EXTRACT TO READ
:::::
On balance, the above examples show that, despite coming short on the clinical significance threshold, predictive models, relying on solely biological data, or combined with clinical data available, are as follows:

  • Beginning to reach the precision necessary for clinical implementation

  • Exhibiting low sensitivity, but high specificity in general.

Thus, this suggests that, at least for treatment response predictive models, it may be important to avoid premature discontinuation of drug trials, as a definitive response is more likely to occur.

Some examples: Clinical predictive models

  • These also form a major tool in our arsenal. Identified and well-taught phenomena are observed in clinical spaces, for example – response to lithium, prediction of resistance to antidepressants, stratification of the risk, and prognosis in psychoses.

GUIDELINES

  • The first criterion is the prior response: if an individual has previously benefited from a certain molecule, this is the most compelling criterion to prescribe the same drug again.[4]

  • Secondly, if this information is not present, we can depend on the data regarding responses within the same family.[4]

These are the things we do in our clinics without second thoughts, on a regular basis.
:::::
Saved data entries

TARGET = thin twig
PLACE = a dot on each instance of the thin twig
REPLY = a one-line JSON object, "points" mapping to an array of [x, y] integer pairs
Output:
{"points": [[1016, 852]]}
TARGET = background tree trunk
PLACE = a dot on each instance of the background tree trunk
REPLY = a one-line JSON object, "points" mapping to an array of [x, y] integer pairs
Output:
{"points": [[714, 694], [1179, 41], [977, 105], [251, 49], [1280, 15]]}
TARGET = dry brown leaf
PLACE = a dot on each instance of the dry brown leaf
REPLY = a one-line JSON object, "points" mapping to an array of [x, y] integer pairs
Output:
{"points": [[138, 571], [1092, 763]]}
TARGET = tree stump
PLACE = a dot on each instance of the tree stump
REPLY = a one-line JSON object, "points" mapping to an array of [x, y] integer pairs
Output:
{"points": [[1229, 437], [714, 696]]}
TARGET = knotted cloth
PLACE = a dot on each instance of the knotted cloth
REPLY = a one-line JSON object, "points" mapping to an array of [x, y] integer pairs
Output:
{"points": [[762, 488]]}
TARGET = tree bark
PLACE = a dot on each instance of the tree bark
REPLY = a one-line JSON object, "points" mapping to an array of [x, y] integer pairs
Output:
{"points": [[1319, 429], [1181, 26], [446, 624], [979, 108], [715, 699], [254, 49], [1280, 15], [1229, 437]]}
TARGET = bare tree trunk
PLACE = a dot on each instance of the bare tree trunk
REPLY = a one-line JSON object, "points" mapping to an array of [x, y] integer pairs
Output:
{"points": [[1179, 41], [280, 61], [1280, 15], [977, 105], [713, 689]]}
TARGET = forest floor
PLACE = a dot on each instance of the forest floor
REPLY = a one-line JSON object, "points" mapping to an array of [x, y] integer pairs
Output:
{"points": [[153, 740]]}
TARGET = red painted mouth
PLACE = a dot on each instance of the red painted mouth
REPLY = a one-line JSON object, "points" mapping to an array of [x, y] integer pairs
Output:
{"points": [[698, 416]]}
:::::
TASKS TO PERFORM
1. Summarize the passage on predictive models in two sentences.
2. Please write out everything in the passage on predictive models from "Thus, this suggests" down to "a regular basis.".

LIST OF SOLUTIONS
1. Predictive models based on biological data alone or combined with available clinical data fall short of the clinical significance threshold, yet they are beginning to reach the precision needed for clinical implementation and generally show low sensitivity but high specificity, suggesting that premature discontinuation of drug trials may be worth avoiding. Clinical predictive models are also a major tool, and the guidelines name an individual's prior response to a molecule as the most compelling criterion for prescribing it again, with data on responses within the same family as the fallback.

2.
Thus, this suggests that, at least for treatment response predictive models, it may be important to avoid premature discontinuation of drug trials, as a definitive response is more likely to occur.

Some examples: Clinical predictive models

  • These also form a major tool in our arsenal. Identified and well-taught phenomena are observed in clinical spaces, for example – response to lithium, prediction of resistance to antidepressants, stratification of the risk, and prognosis in psychoses.

GUIDELINES

  • The first criterion is the prior response: if an individual has previously benefited from a certain molecule, this is the most compelling criterion to prescribe the same drug again.[4]

  • Secondly, if this information is not present, we can depend on the data regarding responses within the same family.[4]

These are the things we do in our clinics without second thoughts, on a regular basis.